**Text under study:**
######

This is Part 1 of a four-part series, "The Specification as Quality Gate." The series develops three hypotheses about executable specifications, AI code review, and what each is actually for. Parts 2, 3, and 4 will follow.
When an AI coding agent generates code and a separate AI reviewer examines it, both agents are reasoning from the same artefact: the code itself. If neither has an external reference (a specification, a contract, a statement of what the system is supposed to do), the reviewer has no ground truth to compare against. It checks the code against the code. Not against intent.
The architecture is circular. And there is now enough empirical evidence to say precisely where and how it fails.
The Mechanism
In classical ensemble learning, stacking multiple estimators improves reliability under one condition: the estimators must fail independently. If two classifiers share the same training distribution and the same blind spots, combining them does not reduce error. It consolidates it. The joint miss rate of two correlated estimators approaches the miss rate of either one alone, not the product of both.
This holds for LLM pipelines for a specific reason: a code-generating model and a code-reviewing model drawn from the same model family share architecture, training corpus, and reward signal. That is the same class of correlation the independence condition prohibits. They are not two independent estimators. They are two samples from the same prior.
A 2025 paper (Vallecillos-Ruiz, Hort, and Moonen, arXiv:2510.21513) studying LLM ensembles for code generation and repair named this the "popularity trap." Models trained on similar distributions converge on the same syntactically plausible but semantically wrong answers. Consensus selection (the default review heuristic in most multi-agent pipelines) filters out the minority correct solutions and amplifies the shared error. Diversity-based selection, by contrast, recovered up to 95% of the gain that a perfectly independent ensemble would achieve. The implication is direct: naive stacking of homogeneous LLMs is counterproductive.
A second paper (Mi et al., arXiv:2412.11014) examined a researcher-then-reviser pipeline for Verilog code generation and found that erroneous information from the first agent was accepted downstream because the agents shared the same training distribution and lacked adversarial diversity. Self-review repeated the original errors rather than correcting them.
A February 2026 paper (Pappu et al., arXiv:2602.01011) went further, showing that even heterogeneous multi-agent teams consistently fail to match their best individual member, incurring performance losses of up to 37.6%, even when explicitly told which member is the expert. The failure mechanism is consensus-seeking over expertise. Homogeneous copies make it worse.
None of these papers tested a pure generator-then-reviewer pipeline without external grounding in the exact configuration described here. That controlled experiment has not been published. But three independent papers from 2025 and 2026, approaching the problem from different angles, document the same failure mode: shared training distributions produce correlated errors, and consensus amplifies rather than corrects them.

######

**Information:**
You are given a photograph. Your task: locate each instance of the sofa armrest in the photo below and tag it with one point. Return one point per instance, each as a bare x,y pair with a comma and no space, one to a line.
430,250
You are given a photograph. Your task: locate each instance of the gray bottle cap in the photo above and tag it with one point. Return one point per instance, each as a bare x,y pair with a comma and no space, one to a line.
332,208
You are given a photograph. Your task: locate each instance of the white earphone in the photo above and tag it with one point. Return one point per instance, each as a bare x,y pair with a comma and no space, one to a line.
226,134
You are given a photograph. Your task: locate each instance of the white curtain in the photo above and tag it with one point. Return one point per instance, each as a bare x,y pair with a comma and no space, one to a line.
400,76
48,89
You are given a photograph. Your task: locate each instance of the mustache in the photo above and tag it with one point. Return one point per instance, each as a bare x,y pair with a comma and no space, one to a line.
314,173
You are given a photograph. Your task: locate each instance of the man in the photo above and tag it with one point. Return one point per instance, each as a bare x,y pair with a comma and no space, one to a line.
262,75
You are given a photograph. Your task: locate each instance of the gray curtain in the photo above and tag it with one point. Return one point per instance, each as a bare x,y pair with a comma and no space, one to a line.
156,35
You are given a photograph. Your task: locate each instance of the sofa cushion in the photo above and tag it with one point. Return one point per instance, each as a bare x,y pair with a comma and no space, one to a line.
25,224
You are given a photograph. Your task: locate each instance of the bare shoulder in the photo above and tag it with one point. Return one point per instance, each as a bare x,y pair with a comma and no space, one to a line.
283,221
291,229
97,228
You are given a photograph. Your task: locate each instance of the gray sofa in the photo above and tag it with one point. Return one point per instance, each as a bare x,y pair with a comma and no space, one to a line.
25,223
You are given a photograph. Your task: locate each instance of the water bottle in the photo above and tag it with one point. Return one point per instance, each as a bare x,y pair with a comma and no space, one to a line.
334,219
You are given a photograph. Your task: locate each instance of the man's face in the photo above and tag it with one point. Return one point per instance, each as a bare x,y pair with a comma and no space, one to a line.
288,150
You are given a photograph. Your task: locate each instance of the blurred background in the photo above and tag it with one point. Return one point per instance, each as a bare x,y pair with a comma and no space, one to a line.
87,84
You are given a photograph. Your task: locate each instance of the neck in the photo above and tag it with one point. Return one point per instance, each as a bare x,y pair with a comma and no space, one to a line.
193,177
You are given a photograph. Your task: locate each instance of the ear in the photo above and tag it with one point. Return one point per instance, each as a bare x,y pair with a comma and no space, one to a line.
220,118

######

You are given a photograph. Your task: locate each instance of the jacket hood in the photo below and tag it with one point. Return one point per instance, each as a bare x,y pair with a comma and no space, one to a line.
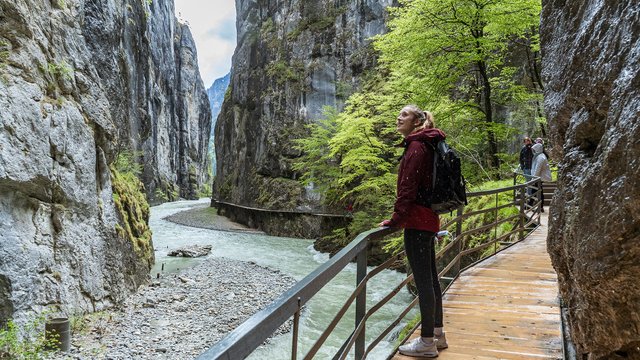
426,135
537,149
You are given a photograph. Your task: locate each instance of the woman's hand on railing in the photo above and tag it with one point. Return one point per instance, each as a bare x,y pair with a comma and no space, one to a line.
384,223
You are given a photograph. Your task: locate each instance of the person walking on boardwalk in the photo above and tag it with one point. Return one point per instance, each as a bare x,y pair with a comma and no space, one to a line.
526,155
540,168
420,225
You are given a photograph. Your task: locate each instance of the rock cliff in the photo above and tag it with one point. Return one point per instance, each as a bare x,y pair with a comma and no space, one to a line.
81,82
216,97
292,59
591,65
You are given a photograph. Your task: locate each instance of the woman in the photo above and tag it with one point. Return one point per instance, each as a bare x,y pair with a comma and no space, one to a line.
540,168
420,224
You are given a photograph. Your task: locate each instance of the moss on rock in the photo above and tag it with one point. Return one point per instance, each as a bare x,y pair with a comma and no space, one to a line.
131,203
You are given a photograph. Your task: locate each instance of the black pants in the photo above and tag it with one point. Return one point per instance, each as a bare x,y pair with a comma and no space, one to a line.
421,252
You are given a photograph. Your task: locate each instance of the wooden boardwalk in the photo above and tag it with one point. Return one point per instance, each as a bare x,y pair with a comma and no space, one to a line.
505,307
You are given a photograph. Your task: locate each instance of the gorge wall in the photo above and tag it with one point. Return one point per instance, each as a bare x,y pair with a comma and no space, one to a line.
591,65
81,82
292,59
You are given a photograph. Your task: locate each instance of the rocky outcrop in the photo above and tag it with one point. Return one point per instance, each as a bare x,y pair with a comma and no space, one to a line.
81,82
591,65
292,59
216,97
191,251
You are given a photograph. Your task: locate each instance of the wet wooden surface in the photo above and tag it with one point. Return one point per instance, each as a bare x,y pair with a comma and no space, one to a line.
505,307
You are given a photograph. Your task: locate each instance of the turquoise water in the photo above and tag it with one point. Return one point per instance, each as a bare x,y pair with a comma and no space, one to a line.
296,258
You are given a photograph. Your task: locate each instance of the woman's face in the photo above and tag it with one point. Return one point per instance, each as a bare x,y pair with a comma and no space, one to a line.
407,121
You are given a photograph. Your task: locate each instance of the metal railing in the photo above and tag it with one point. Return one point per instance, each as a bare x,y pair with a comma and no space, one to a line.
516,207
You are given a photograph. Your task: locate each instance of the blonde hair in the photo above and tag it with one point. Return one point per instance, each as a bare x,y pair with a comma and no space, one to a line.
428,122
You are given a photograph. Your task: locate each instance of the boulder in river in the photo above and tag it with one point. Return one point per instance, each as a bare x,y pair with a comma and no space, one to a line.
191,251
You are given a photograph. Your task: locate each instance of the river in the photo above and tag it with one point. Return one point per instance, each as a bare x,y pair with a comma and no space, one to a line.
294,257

######

**Exercise set:**
a – List every arXiv identifier cited in the code review article.
b – From the code review article, extract the passage from "This is Part" up to and including "4 will follow.".
c – In the code review article, restate the paragraph beginning "A 2025 paper (Vallecillos-Ruiz, Hort, and Moonen" as a short bulleted list that keeps its main facts.
The data is separate from the code review article.

**Exercise results:**
a –
arXiv:2510.21513
arXiv:2412.11014
arXiv:2602.01011

b –
This is Part 1 of a four-part series, "The Specification as Quality Gate." The series develops three hypotheses about executable specifications, AI code review, and what each is actually for. Parts 2, 3, and 4 will follow.

c –
- Source: Vallecillos-Ruiz, Hort, and Moonen (2025, arXiv:2510.21513), on LLM ensembles for code generation and repair.
- They named the failure the "popularity trap": models trained on similar distributions converge on the same syntactically plausible but semantically wrong answers.
- Consensus selection, the default review heuristic in most multi-agent pipelines, filters out minority correct solutions and amplifies shared error.
- Diversity-based selection recovered up to 95% of the gain a perfectly independent ensemble would achieve.
- Conclusion: naive stacking of homogeneous LLMs is counterproductive.